(Problem): Lay out every line of the data below as a Markdown table with the columns "Number" and "Line," giving each row a number and leaving out blank lines.

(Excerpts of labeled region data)
■ ■ ■ ■ ■

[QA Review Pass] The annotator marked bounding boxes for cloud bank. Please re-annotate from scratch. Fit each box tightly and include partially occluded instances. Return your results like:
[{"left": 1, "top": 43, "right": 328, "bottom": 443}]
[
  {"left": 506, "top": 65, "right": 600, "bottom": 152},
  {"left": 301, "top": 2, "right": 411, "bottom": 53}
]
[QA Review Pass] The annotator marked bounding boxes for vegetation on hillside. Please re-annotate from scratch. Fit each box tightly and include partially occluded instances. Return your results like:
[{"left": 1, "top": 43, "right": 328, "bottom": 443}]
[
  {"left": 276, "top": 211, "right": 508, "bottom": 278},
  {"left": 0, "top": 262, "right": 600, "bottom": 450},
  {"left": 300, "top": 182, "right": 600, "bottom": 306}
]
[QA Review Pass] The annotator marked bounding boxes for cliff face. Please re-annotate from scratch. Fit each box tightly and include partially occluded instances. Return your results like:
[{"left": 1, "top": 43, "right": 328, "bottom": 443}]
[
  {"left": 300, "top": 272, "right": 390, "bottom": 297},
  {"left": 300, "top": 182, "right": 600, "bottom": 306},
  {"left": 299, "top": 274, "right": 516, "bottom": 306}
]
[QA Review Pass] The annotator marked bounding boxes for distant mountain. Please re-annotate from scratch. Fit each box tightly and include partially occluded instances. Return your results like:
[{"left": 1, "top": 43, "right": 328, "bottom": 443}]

■ ■ ■ ■ ■

(Task output):
| Number | Line |
|---|---|
| 1 | [QA Review Pass] The annotator marked bounding boxes for cloud bank. Please re-annotate from scratch. Fit each box tightly and include partially occluded instances. Return your results like: |
| 2 | [{"left": 1, "top": 43, "right": 328, "bottom": 443}] |
| 3 | [ |
| 4 |   {"left": 506, "top": 65, "right": 600, "bottom": 152}, |
| 5 |   {"left": 301, "top": 2, "right": 411, "bottom": 53} |
| 6 | ] |
| 7 | [QA Review Pass] The annotator marked bounding boxes for vegetation on hillside. Please re-annotate from scratch. Fit each box tightly and include partially occluded instances. Return your results like: |
| 8 | [{"left": 1, "top": 43, "right": 328, "bottom": 443}] |
| 9 | [ |
| 10 |   {"left": 276, "top": 211, "right": 508, "bottom": 278}, |
| 11 |   {"left": 0, "top": 262, "right": 600, "bottom": 450}, |
| 12 |   {"left": 300, "top": 182, "right": 600, "bottom": 306} |
| 13 | ] |
| 14 | [QA Review Pass] The annotator marked bounding boxes for cliff face. Please re-annotate from scratch. Fit each box tightly and include partially occluded instances. Return your results like: |
| 15 | [{"left": 1, "top": 43, "right": 328, "bottom": 443}] |
| 16 | [ |
| 17 |   {"left": 300, "top": 272, "right": 390, "bottom": 297}, |
| 18 |   {"left": 300, "top": 182, "right": 600, "bottom": 306}, |
| 19 |   {"left": 299, "top": 274, "right": 516, "bottom": 306} |
| 20 | ] |
| 21 | [QA Review Pass] The annotator marked bounding boxes for distant mountain. Please re-annotate from scratch. Fit each box tightly and include partially occluded instances. Return your results like: |
| 22 | [{"left": 1, "top": 43, "right": 328, "bottom": 443}] |